- _Short task_:
Reproduce only the records from the line containing "the white desk" through the end of the records, both ends included, renaming every occurrence of "Annotation task" to "Labeling task" and leaving all other text unchanged.

Extracted data entries
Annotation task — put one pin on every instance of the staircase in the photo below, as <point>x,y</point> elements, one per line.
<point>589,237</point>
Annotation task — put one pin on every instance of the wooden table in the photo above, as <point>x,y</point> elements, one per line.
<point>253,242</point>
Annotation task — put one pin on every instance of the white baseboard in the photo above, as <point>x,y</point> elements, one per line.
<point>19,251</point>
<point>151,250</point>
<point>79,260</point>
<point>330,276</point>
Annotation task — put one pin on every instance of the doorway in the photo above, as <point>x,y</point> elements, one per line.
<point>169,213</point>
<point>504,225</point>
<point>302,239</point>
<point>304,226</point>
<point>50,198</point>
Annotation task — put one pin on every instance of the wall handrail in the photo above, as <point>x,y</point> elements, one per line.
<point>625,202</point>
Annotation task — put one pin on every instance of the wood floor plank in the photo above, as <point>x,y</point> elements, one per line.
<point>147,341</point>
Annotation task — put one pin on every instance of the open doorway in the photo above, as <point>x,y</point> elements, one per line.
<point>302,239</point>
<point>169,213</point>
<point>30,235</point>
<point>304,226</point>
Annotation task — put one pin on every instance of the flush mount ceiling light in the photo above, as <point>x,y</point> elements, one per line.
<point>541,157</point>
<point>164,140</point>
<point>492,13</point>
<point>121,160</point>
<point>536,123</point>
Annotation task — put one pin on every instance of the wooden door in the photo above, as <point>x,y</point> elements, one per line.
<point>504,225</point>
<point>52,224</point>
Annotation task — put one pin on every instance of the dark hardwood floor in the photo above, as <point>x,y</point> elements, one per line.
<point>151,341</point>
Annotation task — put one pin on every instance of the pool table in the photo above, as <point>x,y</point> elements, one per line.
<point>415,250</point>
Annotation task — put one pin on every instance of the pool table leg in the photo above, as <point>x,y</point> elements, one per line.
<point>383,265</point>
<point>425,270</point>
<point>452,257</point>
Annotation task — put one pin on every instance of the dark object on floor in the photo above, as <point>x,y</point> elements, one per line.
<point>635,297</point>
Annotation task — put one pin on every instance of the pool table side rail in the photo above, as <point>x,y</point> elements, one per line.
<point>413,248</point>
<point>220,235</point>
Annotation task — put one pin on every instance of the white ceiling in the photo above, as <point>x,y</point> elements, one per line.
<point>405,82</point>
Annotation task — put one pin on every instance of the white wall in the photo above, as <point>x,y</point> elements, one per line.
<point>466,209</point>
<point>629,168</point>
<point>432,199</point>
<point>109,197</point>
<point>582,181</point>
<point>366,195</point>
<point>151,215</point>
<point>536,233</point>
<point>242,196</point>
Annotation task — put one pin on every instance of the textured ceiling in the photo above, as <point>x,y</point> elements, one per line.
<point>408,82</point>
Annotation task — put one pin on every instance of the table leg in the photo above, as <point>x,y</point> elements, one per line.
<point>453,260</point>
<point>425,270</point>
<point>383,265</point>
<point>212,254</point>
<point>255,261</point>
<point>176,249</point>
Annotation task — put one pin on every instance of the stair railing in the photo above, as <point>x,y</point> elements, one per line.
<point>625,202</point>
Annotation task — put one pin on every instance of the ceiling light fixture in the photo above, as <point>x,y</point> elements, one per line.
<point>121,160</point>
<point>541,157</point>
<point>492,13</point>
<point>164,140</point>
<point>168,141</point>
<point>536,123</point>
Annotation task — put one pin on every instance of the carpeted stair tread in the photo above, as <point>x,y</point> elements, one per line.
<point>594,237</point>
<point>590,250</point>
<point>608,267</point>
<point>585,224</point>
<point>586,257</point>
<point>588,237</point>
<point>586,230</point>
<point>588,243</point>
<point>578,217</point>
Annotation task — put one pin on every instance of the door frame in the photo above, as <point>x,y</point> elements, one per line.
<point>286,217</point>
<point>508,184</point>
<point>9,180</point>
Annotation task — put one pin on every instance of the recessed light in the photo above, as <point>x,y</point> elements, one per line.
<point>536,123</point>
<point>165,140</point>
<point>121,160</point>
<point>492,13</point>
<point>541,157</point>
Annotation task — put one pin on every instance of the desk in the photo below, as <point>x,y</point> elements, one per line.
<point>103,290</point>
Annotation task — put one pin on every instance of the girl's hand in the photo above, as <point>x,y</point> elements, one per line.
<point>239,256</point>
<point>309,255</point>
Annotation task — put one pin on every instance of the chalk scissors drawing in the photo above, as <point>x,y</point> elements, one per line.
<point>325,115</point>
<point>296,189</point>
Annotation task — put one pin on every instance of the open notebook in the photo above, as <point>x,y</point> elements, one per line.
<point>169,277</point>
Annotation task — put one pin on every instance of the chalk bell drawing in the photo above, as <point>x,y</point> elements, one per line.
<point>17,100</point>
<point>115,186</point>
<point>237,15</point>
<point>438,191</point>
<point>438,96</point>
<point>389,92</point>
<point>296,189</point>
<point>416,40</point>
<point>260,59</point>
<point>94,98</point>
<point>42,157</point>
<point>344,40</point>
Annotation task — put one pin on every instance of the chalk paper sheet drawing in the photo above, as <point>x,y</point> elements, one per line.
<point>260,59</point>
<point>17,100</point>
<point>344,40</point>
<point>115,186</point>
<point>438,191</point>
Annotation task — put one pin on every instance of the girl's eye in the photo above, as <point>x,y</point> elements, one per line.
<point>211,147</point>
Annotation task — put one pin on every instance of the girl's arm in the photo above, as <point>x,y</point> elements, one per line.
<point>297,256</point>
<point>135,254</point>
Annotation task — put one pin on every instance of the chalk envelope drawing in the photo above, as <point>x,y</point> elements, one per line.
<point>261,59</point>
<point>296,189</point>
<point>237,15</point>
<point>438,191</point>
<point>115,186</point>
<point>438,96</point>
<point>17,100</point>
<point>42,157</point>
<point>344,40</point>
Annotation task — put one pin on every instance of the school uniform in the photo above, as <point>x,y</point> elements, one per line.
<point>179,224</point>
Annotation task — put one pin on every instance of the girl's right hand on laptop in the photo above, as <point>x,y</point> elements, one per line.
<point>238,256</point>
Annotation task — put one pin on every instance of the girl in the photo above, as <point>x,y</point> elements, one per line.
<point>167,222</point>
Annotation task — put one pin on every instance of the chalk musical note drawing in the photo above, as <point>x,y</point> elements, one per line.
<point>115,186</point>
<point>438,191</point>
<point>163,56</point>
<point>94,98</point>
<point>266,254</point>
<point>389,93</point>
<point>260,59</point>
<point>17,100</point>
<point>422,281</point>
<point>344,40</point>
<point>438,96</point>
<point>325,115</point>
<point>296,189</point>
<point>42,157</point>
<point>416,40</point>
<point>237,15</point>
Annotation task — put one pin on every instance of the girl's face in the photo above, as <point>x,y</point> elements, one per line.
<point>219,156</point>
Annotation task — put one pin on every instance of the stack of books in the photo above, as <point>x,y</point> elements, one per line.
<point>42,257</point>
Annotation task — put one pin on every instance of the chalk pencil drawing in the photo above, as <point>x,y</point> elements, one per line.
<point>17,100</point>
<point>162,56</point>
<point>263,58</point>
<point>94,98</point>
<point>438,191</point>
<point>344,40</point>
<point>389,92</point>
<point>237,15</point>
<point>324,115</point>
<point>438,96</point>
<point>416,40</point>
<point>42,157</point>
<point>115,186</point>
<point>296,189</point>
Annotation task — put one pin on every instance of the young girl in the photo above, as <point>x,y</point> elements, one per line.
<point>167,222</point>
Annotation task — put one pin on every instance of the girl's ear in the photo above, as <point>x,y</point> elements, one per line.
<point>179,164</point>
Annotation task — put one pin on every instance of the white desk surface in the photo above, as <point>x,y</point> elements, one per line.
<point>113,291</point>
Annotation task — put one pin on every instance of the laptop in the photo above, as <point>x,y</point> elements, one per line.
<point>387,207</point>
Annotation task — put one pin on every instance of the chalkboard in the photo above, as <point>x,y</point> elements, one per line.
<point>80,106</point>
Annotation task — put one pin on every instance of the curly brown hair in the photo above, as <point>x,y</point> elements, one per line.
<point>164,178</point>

- _Task output_:
Labeling task — put one pin on every instance of the white desk surface in the photo above, as <point>x,y</point> elements, one per line.
<point>113,291</point>
Labeling task — put one pin on every instance of the laptop in the photo above, as <point>x,y</point> elements, one per line.
<point>387,207</point>
Labeling task — put one pin on every instance of the chalkboard in the photo above, as <point>x,y</point> elements, one per line.
<point>80,106</point>
Labeling task — put one pin on every instance of the curly brown hair in the photo above, as <point>x,y</point> elements, one per line.
<point>164,178</point>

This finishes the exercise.